=== Zu lesender Text ===
---

Warten auf den Zug
Es ist heiß und schwül. Am Horizont türmen sich schwarze Wolken. Warten auf einem Bahnhof in der Provinz. Der Bahnsteig füllt sich. Auf einer Bank telefonieren zwei dralle Girlies in voller Lautstärke und in viel zu kurzen Hotpants. Auf Arabisch. Eine dritte Person quäkt aus dem aufgedrehten Handy. Die Mädels gackern, als wären sie allein auf der Welt. Der Zug kommt nicht. Verspätung. Alle sind genervt. Yalla, yalla schallt es über den Bahnhof. Die meisten Wartenden starren unbeteiligt auf ihre Smartphones. Plötzlich schreit ein Bärtiger vom gegenüberliegenden Bahnsteig: „Ruhe. Verdammt noch mal.“ – Die Ladys kontern sofort: Gut, gut. Das ist zu verstehen, ein Wortschwall folgt auf Arabisch. Sollte man diese Sprache nicht doch lernen? Freundlich klingen die Worte nicht. Eher frech und spitz.
Der Bärtige auf dem Bahnsteig gegenüber springt auf. Auf der Bank hat er seinen Rucksack platziert. Der ältere Mann im Holzfällerhemd macht nicht den Eindruck, als gehöre er zum Bildungsbürgertum. „Verpisst euch. Geht nach Hause! Keiner will euch“, brüllt er aus Leibeskräften. Der Einheimische schwingt die Fäuste. Die Hotpants-Ladys rufen in ihrer Sprache wenig Freundliches zurück. Die Hitze lässt die Gleise flimmern. Der verdammte Zug kommt nicht. Verspätung. Der Holzfällermann kocht vor Wut. Für sein Alter erstaunlich geschickt springt er ins Gleisbett, geht ein paar Schritte, wirft seine Fäuste in die Luft, droht: „Euch kriege ich. Haut ab. Ihr habt bei uns nichts zu suchen.“ Alle auf Gleis Drei halten die Luft an. Niemand sagt etwas. Warum kommt dieser verfluchte Zug nicht?

---

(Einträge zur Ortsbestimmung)
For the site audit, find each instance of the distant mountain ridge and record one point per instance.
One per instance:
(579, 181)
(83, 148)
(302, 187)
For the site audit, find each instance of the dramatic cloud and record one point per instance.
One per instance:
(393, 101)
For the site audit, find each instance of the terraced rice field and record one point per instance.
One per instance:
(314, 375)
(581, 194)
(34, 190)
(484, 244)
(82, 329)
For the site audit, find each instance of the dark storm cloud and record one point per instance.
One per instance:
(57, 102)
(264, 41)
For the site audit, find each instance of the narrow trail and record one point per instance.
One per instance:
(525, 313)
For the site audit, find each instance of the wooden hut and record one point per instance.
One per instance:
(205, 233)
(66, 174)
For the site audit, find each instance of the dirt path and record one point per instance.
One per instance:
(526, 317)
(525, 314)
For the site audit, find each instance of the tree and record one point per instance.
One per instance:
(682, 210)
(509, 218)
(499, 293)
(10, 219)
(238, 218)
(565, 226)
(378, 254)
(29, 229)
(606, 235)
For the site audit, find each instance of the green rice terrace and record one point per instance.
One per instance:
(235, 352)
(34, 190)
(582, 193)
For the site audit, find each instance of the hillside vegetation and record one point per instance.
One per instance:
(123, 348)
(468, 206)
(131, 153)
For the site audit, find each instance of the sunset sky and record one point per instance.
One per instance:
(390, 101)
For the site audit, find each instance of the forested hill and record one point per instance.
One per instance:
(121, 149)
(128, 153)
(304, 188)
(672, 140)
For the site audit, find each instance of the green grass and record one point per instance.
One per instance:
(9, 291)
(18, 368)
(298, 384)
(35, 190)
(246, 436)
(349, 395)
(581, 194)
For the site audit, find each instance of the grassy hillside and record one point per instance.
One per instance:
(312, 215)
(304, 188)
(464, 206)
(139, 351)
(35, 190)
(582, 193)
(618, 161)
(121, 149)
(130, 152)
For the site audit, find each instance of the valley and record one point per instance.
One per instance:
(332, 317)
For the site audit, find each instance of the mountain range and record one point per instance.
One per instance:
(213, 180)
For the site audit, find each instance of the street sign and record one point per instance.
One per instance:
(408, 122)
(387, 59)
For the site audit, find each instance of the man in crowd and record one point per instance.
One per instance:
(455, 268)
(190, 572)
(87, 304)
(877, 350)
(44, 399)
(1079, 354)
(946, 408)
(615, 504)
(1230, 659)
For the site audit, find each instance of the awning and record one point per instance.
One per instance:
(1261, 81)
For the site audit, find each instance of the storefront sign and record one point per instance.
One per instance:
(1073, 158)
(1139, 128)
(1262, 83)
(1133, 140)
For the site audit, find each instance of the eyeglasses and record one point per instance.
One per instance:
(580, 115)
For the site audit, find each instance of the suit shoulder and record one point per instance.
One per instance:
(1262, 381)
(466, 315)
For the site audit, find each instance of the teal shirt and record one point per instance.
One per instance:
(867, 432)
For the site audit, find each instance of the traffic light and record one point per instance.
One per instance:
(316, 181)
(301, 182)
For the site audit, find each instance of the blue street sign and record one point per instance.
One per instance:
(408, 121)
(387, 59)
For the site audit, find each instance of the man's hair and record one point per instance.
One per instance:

---

=== Teile der Übung ===
1 – Welches Kleidungsstück trägt der ältere Mann laut der Erzählung über das Warten auf den Zug?
2 – Geben Sie alle Äußerungen des Bärtigen an, die in der Erzählung über das Warten auf den Zug in Anführungszeichen stehen.
3 – Führen Sie die Erzählung über das Warten auf den Zug im Anschluss an ihren letzten Satz fort.

=== Ergebnisse je Aufgabe ===
1 – Ein Holzfällerhemd.

2 –
- „Ruhe. Verdammt noch mal.“
- „Verpisst euch. Geht nach Hause! Keiner will euch“
- „Euch kriege ich. Haut ab. Ihr habt bei uns nichts zu suchen.“

3 –
Die Mädels rennen weg, direkt zu mir auf die Bank auf der anderen Seite des Bahnsteigs. Sie schnattern aufgeregt. Der Alte im Gleisbett krabbelt zurück auf Bahnsteig 5, setzt sich auf seine Bank. Der Mann gibt Ruhe. Er starrt auf sein Handy, das er auf seinem Rucksack platziert hat. Durchatmen! Die beiden Teenies sitzen nun direkt neben mir. Nach einer kurzen Pause geht es in voller Lautstärke weiter. Ich sage zu ihnen: „Muss das sein? Ich will Eure Telefoniererei nicht in Techno-Lautstärke hören müssen. Ihr seid nicht allein. Nehmt doch etwas Rücksicht“. Sie schauen mich groß an. Nach einer kurzen Pause plappern sie weiter, etwas gedämpfter. Sie kichern. So ist das an einem heißen Sommertag auf Bahnsteig 3, wenn der Zug nicht kommt und man sich in einem ziemlich schlechten Film fühlt.
Es geht gut aus. Keine Eskalation, keine Prügelei. Die Hitze macht allen zu schaffen. Der alte Bärtige kaut auf Gleis 5 ein Stück Brot, konzentriert sich auf sein Video. Ich stehe auf, verlasse die Mädels, es ist einfach zu nervig. Sie gackern weiter als wäre nichts passiert. Plötzlich ein Wunder. Der Zug fährt mit einer Viertelstunde Verspätung ein, meinen Anschluss Richtung Berlin werde ich wohl verpassen.
Die kleine Bahnhofszene spielte sich genauso auf dem Bahnhof von Gotha ab. Die einstige thüringischen Residenzstadt besuchte ich, weil die Rückkehr einer Original-Rubens-Ölskizze im Schloss Friedenstein zu feiern war Ein millionenschwerer Heimkehrer, knapp achtzig Jahre nach Kriegsende. Das unschätzbar wertvolle Rubens-Bild war 1945 illegal in den Westen gebracht worden und schließlich gewinnbringend in die USA verkauft worden.
Ich hatte den ganzen Tag in Gotha glückliche Menschen getroffen. Thüringen vom Feinsten. Eine Happyend-Geschichte. Nach Kriegsende war die renommierte Gotha-Kunstsammlung zweimal geplündert worden. Erst in der US-Besatzungszeit, dann durch die im Juni 45 einrückende Rote Armee. Kriegsverlust 70% der Kunstwerke. Noch heute sind vierzig Prozent des Gotha-Schatzes weltweit verstreut bzw. verloren. Die Cranach-Sammlung in Moskau, Rubens-Werke in New York und Zürich. Die Liste ist lang, sehr lang.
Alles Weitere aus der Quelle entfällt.